■ **Prompt**:
Go through the material and tally the lines containing the string "below". Give the total alone.

------------------------------------------------------------------------

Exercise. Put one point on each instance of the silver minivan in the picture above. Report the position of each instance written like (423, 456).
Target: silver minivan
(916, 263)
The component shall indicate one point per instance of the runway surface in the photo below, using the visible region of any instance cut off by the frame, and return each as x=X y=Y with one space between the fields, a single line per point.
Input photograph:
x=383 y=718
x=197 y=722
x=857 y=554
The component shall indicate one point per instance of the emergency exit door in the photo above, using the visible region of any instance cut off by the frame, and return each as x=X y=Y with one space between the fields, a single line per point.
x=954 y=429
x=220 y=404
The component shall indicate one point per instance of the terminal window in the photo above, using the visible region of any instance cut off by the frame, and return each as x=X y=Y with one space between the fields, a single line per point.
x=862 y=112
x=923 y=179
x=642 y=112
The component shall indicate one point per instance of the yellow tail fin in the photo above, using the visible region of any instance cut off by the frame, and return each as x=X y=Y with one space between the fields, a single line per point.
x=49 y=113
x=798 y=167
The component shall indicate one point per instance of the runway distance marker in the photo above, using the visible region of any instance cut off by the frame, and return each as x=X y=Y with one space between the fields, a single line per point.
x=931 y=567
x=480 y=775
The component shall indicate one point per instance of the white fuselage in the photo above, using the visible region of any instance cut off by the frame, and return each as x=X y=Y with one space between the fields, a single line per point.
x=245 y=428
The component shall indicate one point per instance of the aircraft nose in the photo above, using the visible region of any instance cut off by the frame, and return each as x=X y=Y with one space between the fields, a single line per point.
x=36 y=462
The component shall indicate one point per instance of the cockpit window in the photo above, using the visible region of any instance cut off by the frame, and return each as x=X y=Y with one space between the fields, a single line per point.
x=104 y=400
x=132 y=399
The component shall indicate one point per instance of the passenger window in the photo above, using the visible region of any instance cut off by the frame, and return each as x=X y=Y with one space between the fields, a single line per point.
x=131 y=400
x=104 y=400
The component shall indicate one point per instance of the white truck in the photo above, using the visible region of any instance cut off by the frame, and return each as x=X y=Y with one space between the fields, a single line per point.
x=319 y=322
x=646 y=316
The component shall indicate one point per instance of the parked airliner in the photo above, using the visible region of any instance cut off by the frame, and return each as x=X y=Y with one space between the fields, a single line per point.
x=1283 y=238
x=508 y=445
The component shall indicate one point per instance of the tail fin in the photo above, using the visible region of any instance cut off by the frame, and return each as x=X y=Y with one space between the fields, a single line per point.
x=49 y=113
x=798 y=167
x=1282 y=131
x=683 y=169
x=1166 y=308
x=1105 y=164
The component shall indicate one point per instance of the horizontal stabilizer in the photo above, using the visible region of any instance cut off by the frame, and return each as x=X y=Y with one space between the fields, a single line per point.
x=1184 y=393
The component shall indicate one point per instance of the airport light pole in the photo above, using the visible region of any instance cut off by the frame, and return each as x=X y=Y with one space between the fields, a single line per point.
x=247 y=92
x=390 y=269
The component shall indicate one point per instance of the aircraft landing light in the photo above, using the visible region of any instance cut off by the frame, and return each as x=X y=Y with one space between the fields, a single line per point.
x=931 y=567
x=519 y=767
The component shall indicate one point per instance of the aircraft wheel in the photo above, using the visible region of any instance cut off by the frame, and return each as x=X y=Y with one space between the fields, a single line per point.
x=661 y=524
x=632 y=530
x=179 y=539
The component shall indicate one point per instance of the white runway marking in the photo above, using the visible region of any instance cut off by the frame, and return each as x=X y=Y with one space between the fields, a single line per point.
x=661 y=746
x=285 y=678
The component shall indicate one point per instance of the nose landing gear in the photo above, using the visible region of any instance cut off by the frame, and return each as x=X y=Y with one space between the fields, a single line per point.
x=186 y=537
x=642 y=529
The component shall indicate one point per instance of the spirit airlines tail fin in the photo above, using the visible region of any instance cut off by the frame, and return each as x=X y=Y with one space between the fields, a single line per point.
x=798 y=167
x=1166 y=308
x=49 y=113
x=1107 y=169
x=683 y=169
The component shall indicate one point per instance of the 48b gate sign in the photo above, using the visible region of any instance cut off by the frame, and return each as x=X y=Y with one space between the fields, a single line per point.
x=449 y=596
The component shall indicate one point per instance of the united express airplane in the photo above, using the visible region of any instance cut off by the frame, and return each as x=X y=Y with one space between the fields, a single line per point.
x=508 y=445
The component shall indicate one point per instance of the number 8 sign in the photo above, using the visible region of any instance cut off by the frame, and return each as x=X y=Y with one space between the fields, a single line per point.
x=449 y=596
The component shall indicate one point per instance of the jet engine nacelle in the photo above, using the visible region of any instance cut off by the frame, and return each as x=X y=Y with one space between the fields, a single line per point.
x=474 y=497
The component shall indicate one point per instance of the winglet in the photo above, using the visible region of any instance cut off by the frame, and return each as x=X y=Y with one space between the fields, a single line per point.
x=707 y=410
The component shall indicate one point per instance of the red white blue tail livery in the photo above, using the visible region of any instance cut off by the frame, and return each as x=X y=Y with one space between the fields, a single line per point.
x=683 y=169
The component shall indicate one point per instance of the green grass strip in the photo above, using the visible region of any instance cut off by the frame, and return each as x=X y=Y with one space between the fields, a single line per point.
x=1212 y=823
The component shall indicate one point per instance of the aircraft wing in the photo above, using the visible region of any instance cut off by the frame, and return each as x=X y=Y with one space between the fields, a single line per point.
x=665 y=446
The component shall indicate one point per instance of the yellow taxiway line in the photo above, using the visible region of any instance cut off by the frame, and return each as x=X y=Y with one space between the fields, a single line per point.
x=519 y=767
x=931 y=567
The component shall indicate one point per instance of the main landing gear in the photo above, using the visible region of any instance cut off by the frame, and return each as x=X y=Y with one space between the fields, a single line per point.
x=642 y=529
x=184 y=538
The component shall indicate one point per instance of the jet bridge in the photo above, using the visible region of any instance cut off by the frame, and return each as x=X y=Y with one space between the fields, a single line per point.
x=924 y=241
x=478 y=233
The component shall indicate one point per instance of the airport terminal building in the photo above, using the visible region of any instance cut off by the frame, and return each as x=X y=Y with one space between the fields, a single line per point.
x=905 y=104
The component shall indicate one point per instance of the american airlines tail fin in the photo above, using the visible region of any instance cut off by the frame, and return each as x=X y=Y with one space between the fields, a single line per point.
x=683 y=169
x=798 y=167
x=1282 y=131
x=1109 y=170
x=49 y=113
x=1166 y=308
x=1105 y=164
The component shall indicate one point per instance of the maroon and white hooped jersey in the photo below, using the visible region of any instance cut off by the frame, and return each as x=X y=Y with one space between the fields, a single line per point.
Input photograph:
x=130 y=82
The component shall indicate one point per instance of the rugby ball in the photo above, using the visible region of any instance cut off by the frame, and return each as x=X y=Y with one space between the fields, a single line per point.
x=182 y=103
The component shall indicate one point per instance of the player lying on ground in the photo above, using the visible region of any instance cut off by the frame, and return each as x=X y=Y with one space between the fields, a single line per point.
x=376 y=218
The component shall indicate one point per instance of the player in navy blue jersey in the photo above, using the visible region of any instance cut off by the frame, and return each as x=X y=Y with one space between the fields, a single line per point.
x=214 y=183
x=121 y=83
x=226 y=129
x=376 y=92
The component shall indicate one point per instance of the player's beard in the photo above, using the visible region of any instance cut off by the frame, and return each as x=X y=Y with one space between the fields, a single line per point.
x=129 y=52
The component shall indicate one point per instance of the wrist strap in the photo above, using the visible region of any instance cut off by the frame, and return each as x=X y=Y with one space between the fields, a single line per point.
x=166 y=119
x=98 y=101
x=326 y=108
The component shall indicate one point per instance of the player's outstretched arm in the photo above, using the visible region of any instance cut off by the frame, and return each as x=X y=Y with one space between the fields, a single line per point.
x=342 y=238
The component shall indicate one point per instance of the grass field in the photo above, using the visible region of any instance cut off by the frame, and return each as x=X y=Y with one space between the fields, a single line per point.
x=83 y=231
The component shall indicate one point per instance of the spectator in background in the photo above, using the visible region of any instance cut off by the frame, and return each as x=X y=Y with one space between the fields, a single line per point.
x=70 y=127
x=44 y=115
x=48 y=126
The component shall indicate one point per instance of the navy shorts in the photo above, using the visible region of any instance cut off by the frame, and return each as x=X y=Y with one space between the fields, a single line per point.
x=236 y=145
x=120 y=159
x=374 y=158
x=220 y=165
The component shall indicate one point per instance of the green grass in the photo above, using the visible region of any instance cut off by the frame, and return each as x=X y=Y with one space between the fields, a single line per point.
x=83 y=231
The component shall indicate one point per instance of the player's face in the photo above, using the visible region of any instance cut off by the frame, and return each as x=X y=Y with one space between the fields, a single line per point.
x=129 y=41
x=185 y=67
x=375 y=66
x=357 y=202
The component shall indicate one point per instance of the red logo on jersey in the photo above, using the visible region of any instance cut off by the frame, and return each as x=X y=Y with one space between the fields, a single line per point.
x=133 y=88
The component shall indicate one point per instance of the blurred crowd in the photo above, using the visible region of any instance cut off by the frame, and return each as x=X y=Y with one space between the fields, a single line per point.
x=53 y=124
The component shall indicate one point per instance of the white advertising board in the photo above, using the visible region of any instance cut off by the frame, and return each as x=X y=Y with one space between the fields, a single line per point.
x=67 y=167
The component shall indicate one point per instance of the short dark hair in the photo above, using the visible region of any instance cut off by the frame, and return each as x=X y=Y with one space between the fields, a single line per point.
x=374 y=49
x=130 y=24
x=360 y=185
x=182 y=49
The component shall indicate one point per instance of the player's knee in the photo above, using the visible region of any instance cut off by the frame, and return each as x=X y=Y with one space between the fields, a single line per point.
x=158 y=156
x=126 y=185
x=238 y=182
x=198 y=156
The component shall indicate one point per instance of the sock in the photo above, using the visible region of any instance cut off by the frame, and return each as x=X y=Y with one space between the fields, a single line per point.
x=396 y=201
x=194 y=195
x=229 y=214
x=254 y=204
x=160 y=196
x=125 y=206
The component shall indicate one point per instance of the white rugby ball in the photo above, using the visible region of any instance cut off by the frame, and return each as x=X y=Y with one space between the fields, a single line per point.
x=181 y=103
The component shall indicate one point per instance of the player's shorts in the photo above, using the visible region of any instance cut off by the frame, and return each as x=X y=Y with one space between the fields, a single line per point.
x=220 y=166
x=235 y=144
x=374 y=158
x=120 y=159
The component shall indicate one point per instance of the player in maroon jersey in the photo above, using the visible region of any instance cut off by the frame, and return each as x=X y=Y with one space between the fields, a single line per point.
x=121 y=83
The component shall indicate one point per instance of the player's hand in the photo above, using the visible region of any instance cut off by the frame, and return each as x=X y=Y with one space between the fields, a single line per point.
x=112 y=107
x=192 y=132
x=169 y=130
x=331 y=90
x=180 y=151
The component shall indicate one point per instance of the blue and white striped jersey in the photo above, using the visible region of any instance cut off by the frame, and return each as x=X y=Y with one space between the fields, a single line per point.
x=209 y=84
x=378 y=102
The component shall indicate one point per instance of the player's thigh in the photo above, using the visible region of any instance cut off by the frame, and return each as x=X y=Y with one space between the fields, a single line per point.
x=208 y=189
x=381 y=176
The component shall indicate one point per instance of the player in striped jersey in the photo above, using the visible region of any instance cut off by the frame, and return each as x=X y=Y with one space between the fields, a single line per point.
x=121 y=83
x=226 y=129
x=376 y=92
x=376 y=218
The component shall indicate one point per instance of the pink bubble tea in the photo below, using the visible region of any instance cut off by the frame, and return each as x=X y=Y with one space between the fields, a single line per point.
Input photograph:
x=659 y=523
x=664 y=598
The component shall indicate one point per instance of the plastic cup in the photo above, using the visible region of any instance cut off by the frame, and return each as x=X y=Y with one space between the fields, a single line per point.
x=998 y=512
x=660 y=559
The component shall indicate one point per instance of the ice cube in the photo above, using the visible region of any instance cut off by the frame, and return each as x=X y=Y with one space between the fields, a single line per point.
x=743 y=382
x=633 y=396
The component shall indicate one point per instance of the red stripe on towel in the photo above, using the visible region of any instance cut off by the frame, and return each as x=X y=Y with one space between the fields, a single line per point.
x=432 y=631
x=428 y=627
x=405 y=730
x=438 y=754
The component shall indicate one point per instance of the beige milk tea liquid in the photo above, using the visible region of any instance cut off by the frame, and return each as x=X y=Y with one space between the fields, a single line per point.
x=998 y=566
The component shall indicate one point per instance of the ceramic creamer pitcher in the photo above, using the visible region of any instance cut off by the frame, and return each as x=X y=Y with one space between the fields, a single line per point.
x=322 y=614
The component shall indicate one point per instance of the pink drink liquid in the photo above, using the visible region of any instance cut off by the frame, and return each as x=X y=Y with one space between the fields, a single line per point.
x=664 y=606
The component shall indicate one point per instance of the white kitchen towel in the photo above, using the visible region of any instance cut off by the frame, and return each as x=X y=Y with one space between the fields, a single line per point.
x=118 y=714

------------------------------------------------------------------------

■ **Solution**:
3